(Supplied material begins)
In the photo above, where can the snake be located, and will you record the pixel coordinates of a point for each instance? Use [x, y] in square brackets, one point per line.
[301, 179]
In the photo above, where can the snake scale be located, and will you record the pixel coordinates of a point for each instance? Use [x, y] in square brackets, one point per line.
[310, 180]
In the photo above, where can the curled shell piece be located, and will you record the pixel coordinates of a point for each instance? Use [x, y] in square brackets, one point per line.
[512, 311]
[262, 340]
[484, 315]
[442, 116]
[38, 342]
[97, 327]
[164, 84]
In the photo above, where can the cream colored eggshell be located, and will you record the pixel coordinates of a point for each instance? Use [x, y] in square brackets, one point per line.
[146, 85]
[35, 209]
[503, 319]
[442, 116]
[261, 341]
(Supplied material ends)
__Action item__: Output the complete data verbatim.

__Finished exercise__:
In the photo above, where can the snake be located, and will you record the pixel coordinates of a point for each instance? Use [x, y] in square brackets, one point per line.
[301, 179]
In the photo above, where can the snake scale be located, and will you record the pixel coordinates of a point for each instance? Use [x, y] in square brackets, one point per line.
[310, 180]
In the photo above, where can the curled shell piece be located, and will you record the pixel coordinates of a point for each instance? Use [x, y] in square brackets, one point per line.
[512, 311]
[262, 340]
[484, 315]
[442, 116]
[38, 342]
[97, 327]
[164, 84]
In the photo above, where can the cream colored eggshell be located, and will you record the pixel coordinates of a point for each instance? Use [x, y] in square brackets, one point per line.
[146, 85]
[35, 209]
[503, 319]
[442, 116]
[261, 341]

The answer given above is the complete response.